◆ Stated exercise A ◆
Locate every line in the records that contains the word "wooden" and copy each of those lines.

◆ Provided text ◆
►
Line-ball call for keeping OCR unchanged in July, but the Shadow Board still sees higher interest rates as appropriate for the coming year

July 6, 2026

New Zealand Institute of Economic Research (Inc)
Media Release, 10 am Monday, 6 July 2026
For immediate release

There is a split of views amongst the NZIER Monetary Policy Shadow Board regarding the Official Cash Rate (OCR) at the upcoming July Monetary Policy Review. Shadow Board members, on balance of strength of view, recommend the Reserve Bank of New Zealand (RBNZ) keep the OCR unchanged at 2.25 percent in July. However, it has become a line-ball call in terms of whether the RBNZ should keep the OCR on hold or raise it by 25 basis points in the July meeting. Rising inflation was a key reason given by members who want the OCR moved back towards neutral sooner rather than later. There was a range of views on the effect of the oil price shock on inflation and the New Zealand economy over the next year.

Regarding where the OCR should be in a year, Shadow Board members continue to agree that the RBNZ should increase the OCR over the coming year. Views on where the OCR should be in a year’s time centred around 3 to 3.25 percent, with many members highlighting the need for the OCR to rise back up towards neutral over time. Soft demand and the elevated unemployment rate were provided as reasons to be considered in the pace of tightening over the coming year. 

SB fig 10726

Fig 2 SB 0726

Table 1 Participant comments
Participants’ comments are optional
Stephen Toplis The RBNZ needs to ensure it is not adding to inflationary pressure at the moment. So, interest rates need to be raised towards neutral as soon as possible. Only when neutrality is achieved should it contemplate pausing.
Viv Hall CPI and core inflation remain elevated relative to the 1-3% band. The OCR should therefore be increased to 2.50% at the upcoming meeting and subsequently moved progressively towards neutral.
Arthur Grimes No comment.
John Pask Inflationary pressures are likely to remain elevated for some time, despite the recent MOU between the US and Iran to stop hostilities for now.  While the economy took a hit over the June quarter, it is appropriate that the RB starts the process of moving interest rates back up towards more neutral levels.
Jarrod Kerr We’ve seen a supply shock, that now looks temporary. The oil price went up, demand was destroyed, and now the price has fallen back down. The impact on prices across the economy should be temporary as well. This is good news. Interest rates should be held to allow the economy to recover. There’s no need to jump at shadows.
Kelly Eckhold The case for an eventually increasing OCR remains solid, but the urgency seems reduced given the marked reduction in energy prices. We need to see the June quarter CPI to assess the extent of the increase in core inflation. Revisiting in September looks like a sound approach.
Dennis Wesselbaum Inflation seems to be peaking (GDPlive) while inflation expectations are still trending upward. On the real side, the Middle East Conflict seems to be cooling off, and oil and fertiliser prices recently fell substantially while global shipping costs are increasing again. Overall, GDP growth (GDPlive) remains subdued, such that keeping the rate stable one more time seems reasonable.
◄
◆ Stated exercise B ◆
Rewrite the passage of the Shadow Board release starting at "Viv Hall CPI" and ending at "jump at shadows.", substituting "short-lived" for "temporary".

◆ Task inputs ◆
►
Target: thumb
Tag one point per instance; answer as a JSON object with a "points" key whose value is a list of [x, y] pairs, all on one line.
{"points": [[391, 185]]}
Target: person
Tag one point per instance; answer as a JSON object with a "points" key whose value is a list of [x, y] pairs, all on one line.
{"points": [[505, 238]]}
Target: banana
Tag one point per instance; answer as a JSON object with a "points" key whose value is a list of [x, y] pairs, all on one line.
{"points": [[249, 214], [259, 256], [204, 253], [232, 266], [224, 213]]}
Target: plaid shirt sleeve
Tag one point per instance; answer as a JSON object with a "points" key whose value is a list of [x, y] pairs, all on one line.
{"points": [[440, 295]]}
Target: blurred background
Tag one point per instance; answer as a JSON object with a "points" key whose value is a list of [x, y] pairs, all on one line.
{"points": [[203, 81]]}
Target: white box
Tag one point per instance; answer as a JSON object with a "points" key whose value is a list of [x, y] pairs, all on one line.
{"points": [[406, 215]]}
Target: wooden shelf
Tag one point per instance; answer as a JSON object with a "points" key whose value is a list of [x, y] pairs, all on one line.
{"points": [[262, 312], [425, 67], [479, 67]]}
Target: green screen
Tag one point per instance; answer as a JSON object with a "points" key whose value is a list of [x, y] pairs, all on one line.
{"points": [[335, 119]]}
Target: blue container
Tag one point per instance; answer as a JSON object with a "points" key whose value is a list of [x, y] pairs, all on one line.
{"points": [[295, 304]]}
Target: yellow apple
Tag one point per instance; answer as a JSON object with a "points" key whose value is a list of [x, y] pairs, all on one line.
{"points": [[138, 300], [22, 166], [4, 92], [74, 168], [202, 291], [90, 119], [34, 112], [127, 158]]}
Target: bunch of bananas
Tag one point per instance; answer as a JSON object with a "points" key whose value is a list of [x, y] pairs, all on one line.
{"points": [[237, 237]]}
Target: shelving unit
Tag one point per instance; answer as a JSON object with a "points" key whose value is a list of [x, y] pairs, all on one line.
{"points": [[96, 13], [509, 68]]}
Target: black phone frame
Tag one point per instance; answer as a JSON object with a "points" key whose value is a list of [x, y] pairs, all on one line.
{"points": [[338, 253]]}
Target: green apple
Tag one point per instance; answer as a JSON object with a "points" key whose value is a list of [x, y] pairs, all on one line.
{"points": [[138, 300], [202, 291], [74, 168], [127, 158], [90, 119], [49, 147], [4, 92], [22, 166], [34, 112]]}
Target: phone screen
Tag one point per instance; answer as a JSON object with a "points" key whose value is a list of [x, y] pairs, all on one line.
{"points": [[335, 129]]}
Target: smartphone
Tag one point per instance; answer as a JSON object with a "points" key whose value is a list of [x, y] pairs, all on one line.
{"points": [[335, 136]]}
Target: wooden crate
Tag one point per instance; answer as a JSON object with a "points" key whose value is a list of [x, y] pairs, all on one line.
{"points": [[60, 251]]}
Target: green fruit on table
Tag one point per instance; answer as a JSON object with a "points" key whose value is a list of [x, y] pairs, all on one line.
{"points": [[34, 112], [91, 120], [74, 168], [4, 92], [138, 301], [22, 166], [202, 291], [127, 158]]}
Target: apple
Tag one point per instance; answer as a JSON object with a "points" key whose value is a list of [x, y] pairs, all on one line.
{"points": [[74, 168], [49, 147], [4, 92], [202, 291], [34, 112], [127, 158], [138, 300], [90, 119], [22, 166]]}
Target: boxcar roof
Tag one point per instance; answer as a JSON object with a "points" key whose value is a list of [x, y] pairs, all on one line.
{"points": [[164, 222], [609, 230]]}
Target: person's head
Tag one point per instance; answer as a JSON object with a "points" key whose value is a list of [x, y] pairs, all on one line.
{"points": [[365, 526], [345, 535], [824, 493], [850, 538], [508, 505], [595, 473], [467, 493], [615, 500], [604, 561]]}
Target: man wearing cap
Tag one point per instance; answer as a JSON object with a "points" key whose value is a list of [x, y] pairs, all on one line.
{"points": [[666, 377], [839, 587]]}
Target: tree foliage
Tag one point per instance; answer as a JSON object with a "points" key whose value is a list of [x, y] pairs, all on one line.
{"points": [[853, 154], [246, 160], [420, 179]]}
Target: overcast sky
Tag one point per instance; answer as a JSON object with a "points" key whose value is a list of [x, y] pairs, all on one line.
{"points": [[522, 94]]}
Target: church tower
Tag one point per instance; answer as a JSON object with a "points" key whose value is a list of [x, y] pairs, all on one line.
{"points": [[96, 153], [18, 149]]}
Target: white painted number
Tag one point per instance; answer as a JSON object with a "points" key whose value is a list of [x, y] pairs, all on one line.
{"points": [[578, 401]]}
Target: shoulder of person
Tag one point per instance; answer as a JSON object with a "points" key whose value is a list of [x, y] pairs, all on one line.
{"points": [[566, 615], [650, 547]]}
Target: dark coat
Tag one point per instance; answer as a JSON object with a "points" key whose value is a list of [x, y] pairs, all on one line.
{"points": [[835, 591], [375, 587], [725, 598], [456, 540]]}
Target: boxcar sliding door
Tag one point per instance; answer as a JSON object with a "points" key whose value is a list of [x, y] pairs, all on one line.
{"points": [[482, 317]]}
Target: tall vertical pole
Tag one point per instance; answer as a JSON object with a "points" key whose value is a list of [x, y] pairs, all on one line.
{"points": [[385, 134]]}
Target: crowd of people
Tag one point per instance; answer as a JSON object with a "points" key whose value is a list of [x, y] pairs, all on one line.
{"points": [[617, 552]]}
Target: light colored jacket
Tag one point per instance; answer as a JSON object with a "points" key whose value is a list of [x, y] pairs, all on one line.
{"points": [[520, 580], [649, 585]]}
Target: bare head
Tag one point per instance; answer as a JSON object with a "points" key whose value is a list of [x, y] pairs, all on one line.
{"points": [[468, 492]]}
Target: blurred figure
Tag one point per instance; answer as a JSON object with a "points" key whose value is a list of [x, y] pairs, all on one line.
◄
◆ Written reply A ◆
Target: wooden shelf
Target: wooden crate

◆ Written reply B ◆
Viv Hall CPI and core inflation remain elevated relative to the 1-3% band. The OCR should therefore be increased to 2.50% at the upcoming meeting and subsequently moved progressively towards neutral.
Arthur Grimes No comment.
John Pask Inflationary pressures are likely to remain elevated for some time, despite the recent MOU between the US and Iran to stop hostilities for now.  While the economy took a hit over the June quarter, it is appropriate that the RB starts the process of moving interest rates back up towards more neutral levels.
Jarrod Kerr We’ve seen a supply shock, that now looks short-lived. The oil price went up, demand was destroyed, and now the price has fallen back down. The impact on prices across the economy should be short-lived as well. This is good news. Interest rates should be held to allow the economy to recover. There’s no need to jump at shadows.